### Task instructions
**A)** From the carburetor thread, reproduce the passage starting at "Easy answer is" and ending at "(Dec 28, 2013)".
**B)** Answer these questions from the carburetor thread:
(i) How much does the first poster say they want for a carb?
(ii) According to jtclays, what do you likely need if you have a rubber tipped needle?
(iii) What does Toro-8-2-4 suggest installing?

### Source document

# My Craftsman with 6.5 Poop & Crappin (Briggs & Stratton) is leaking gas...



## Foreverfalcon40 (Mar 1, 2016)

A little aggravated to all of sudden smell gasoline inside the house. My garage is attached to the house. I just picked this up second hand and got it running.

I think it's the carb float and needle. I ruled out the bowl, gasket, fuel screw and gasket as well due to the fact when I dropped the bowl it was full of fuel.

The float is in great shape with no leaks, there is no corrosion on the needle. IT RUNS LIKE A CHAMP. It's hard for me to tell if there is O ring where the needle valve goes. 

This is my first Briggs and Stratton and my last. They want $60 for a carb compared to Off brand tecumsahs. Am I on the right track about needle or do I need to look elsewhere


----------



## jtclays (Sep 24, 2010)

Easy answer is something may be stuck in the inlet to needle seating area. Requires inspection and cleaning, but easy and cheap. More expensive and likely:
Pull the bowl and manual move the float, with fuel on, until it stops fuel.
If it's a plastic float, check to make sure it moves to level with the carb body at full up position (if still on the machine). If goes past level with the carb body the needle clip is warped. If you have a rubber tipped needle, you likely need a new brass seat, common problem on Briggs.

You should also check your oil level/smell for fuel in the crankcase


----------



## Toro-8-2-4 (Dec 28, 2013)

It there is not one already, you may want to install a fuel shut off. 

This can prevent a flood if the needle or float ever fail again in the future.


----------

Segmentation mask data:
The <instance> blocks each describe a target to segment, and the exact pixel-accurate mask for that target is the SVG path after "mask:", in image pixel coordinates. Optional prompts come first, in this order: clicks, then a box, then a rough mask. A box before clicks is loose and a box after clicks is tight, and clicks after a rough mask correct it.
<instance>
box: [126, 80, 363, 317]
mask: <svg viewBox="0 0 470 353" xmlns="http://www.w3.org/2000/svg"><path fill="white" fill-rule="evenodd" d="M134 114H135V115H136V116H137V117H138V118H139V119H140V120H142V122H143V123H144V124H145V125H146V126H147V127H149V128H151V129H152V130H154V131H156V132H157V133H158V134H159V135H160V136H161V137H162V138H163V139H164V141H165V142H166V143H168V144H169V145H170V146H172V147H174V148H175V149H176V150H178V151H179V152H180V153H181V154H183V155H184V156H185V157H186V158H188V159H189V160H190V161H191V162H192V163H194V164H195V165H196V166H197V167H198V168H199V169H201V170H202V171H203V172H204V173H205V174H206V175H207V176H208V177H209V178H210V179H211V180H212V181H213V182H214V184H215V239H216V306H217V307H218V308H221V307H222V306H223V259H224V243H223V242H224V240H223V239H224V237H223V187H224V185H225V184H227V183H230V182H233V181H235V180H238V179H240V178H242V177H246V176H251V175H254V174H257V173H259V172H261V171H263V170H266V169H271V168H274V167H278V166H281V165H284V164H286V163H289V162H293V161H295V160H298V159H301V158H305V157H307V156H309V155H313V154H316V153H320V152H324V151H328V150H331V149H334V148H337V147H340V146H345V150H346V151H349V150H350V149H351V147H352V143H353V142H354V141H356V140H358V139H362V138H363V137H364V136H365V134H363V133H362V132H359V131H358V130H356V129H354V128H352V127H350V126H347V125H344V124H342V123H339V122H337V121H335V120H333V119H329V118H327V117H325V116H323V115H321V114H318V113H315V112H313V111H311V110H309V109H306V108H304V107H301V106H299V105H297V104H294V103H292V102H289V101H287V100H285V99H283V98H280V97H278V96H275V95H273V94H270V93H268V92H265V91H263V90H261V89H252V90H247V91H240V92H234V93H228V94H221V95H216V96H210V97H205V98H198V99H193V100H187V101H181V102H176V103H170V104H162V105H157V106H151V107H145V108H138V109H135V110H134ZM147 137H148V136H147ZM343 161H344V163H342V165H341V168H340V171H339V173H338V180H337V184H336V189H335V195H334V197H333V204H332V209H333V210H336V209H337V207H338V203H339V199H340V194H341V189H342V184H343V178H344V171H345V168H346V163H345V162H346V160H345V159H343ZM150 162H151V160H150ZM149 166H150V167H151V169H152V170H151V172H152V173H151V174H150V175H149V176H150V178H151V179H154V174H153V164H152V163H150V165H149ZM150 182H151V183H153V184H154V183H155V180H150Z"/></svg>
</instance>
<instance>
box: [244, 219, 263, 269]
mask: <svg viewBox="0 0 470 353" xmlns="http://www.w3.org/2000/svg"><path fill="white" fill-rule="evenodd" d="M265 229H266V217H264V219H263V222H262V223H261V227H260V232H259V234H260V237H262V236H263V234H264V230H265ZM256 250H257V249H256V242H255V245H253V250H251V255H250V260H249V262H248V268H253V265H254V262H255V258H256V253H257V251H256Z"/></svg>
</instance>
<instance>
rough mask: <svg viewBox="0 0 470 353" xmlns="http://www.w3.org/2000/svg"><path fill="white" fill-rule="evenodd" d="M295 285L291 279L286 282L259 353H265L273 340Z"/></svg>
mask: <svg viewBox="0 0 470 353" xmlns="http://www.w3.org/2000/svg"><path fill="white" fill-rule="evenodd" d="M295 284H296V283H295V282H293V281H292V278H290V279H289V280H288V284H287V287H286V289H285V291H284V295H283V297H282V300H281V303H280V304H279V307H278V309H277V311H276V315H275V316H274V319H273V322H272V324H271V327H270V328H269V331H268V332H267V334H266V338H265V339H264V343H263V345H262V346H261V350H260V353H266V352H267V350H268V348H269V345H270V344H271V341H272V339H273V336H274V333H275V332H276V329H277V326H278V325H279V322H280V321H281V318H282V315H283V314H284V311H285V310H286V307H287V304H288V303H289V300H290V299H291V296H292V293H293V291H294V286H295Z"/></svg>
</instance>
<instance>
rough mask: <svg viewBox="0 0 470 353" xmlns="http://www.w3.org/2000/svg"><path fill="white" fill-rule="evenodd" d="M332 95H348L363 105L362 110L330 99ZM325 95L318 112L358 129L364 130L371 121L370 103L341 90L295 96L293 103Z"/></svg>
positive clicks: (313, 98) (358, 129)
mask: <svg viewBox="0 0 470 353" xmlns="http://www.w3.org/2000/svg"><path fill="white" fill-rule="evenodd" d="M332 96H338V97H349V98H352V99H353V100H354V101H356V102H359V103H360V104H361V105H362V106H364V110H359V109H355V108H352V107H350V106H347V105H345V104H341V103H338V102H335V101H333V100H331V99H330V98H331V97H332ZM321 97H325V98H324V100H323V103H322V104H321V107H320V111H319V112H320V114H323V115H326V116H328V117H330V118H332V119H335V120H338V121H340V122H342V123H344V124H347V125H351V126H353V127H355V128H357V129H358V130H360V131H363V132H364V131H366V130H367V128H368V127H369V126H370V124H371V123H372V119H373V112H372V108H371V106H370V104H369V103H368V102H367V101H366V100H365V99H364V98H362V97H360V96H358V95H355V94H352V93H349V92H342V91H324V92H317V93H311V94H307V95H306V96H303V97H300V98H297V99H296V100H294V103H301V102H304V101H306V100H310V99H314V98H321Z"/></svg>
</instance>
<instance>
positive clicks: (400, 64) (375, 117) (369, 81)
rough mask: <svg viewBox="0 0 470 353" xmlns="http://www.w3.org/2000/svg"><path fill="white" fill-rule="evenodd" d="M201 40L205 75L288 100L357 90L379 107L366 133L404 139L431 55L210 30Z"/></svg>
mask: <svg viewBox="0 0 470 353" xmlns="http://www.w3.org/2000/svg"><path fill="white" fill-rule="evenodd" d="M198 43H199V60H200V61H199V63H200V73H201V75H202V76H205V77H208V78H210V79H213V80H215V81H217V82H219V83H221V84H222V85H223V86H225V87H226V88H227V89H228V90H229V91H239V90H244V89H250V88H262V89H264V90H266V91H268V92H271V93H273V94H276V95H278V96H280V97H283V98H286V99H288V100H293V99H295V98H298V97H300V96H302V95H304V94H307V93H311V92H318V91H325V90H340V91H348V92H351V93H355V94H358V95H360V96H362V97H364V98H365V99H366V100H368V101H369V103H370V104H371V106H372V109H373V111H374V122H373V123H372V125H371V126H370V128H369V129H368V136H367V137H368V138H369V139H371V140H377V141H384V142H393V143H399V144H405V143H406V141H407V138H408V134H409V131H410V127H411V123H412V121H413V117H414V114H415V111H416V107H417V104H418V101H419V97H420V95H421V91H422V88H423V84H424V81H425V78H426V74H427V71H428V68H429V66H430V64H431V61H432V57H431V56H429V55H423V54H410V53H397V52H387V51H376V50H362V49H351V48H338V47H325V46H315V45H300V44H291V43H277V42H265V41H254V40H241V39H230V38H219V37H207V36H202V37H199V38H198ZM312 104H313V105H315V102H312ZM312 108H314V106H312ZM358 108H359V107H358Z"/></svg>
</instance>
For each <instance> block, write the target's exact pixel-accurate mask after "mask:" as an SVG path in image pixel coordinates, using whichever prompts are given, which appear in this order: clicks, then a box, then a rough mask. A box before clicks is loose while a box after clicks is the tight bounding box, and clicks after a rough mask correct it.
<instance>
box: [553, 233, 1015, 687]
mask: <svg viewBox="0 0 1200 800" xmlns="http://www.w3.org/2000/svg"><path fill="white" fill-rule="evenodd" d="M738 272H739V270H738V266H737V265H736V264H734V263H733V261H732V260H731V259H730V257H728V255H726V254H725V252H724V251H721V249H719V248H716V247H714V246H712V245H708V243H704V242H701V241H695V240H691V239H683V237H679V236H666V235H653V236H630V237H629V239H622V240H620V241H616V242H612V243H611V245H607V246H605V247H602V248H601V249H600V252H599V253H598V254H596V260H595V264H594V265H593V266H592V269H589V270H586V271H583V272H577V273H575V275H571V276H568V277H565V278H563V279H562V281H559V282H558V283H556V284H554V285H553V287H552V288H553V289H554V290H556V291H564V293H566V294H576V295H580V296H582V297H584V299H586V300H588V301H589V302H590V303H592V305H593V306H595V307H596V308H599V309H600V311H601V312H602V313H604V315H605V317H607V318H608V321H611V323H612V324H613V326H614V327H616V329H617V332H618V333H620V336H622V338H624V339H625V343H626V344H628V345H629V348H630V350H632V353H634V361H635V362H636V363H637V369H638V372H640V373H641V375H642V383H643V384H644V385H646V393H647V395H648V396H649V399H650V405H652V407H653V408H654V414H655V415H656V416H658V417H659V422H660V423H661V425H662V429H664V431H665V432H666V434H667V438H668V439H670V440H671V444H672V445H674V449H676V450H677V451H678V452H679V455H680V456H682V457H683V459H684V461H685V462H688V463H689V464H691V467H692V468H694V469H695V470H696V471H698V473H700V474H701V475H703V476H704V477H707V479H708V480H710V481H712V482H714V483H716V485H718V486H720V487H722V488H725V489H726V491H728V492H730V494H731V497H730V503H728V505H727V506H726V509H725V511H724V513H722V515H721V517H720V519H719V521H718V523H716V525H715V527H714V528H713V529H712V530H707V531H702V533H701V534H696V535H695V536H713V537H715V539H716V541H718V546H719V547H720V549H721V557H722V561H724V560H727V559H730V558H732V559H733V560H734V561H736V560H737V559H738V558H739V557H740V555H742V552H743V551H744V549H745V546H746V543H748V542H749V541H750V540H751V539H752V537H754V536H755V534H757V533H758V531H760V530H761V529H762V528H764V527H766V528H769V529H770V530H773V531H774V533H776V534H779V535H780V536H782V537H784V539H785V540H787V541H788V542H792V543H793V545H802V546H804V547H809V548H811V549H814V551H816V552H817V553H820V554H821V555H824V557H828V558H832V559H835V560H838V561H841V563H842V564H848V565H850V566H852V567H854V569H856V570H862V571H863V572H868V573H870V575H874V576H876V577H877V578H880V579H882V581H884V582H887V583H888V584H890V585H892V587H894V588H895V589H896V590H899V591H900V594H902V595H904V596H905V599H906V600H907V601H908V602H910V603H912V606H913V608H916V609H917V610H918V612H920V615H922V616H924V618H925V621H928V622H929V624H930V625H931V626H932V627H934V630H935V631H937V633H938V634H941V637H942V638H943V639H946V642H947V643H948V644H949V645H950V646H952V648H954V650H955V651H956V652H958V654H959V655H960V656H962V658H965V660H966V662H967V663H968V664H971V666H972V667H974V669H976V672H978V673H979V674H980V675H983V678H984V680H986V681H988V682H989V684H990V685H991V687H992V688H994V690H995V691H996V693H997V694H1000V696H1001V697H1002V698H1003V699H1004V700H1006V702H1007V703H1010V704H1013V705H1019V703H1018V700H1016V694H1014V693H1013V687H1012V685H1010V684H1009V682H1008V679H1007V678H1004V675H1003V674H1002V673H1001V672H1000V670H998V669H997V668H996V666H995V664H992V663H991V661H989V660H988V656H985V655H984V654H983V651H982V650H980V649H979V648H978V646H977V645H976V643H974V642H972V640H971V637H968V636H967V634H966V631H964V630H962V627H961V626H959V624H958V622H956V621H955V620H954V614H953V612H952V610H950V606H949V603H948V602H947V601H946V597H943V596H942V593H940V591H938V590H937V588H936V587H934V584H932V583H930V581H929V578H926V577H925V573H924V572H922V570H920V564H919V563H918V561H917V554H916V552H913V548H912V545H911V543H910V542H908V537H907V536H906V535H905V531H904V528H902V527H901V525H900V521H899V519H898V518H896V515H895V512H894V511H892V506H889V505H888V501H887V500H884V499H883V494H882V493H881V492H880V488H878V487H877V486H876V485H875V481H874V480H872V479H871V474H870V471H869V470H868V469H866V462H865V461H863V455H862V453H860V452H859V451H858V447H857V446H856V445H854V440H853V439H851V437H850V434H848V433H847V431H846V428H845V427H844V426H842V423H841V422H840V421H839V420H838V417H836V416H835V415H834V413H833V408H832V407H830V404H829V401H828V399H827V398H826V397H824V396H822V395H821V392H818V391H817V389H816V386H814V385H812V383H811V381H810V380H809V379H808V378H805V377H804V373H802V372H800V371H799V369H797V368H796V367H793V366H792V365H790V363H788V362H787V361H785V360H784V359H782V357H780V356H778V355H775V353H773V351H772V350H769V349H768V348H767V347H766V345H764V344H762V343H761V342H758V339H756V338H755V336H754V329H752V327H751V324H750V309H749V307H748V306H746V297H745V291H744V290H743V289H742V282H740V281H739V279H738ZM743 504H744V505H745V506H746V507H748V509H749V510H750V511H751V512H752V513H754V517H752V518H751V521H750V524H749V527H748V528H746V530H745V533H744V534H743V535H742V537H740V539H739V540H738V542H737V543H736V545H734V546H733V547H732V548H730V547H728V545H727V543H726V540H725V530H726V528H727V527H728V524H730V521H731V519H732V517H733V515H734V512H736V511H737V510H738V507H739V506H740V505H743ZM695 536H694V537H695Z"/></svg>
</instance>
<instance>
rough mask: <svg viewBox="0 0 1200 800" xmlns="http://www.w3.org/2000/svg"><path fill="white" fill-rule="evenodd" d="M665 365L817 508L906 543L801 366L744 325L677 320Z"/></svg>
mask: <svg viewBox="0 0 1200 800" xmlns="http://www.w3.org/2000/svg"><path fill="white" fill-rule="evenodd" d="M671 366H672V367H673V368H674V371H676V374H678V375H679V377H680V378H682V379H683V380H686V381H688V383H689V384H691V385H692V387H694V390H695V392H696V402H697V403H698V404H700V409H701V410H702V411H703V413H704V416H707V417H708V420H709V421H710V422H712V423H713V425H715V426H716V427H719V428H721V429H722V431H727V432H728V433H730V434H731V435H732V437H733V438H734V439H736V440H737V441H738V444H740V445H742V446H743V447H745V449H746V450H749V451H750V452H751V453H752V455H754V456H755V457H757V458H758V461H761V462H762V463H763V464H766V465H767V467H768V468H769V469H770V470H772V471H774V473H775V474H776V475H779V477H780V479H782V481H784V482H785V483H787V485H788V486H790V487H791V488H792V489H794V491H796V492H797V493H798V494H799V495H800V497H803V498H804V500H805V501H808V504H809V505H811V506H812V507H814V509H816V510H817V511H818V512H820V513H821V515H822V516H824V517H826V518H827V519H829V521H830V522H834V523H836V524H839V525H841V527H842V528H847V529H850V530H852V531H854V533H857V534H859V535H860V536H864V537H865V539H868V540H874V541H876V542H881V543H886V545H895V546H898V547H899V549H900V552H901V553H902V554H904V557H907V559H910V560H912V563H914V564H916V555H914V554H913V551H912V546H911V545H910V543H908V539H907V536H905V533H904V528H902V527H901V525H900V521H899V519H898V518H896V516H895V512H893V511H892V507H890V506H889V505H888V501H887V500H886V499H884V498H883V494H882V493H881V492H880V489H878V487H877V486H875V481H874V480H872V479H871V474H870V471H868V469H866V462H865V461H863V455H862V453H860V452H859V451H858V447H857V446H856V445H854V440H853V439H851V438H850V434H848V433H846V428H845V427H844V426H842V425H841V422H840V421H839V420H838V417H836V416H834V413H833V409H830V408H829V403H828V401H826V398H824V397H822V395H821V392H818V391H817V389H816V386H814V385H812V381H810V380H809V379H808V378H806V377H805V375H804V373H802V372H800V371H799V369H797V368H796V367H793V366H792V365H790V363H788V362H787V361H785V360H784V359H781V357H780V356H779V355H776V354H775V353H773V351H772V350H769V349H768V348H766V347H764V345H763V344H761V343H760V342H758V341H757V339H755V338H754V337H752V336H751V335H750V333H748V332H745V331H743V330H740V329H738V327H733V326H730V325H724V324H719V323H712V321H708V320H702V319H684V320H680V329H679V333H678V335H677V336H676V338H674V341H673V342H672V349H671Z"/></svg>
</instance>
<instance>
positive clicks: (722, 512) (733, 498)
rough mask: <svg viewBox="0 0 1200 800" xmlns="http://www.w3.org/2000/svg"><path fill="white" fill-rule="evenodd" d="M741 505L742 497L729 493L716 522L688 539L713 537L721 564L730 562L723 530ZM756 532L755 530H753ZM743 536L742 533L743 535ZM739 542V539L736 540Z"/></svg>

### Responses per task
**A)**
Easy answer is something may be stuck in the inlet to needle seating area. Requires inspection and cleaning, but easy and cheap. More expensive and likely:
Pull the bowl and manual move the float, with fuel on, until it stops fuel.
If it's a plastic float, check to make sure it moves to level with the carb body at full up position (if still on the machine). If goes past level with the carb body the needle clip is warped. If you have a rubber tipped needle, you likely need a new brass seat, common problem on Briggs.

You should also check your oil level/smell for fuel in the crankcase


----------



## Toro-8-2-4 (Dec 28, 2013)

**B)**
(i) $60
(ii) A new brass seat
(iii) A fuel shut off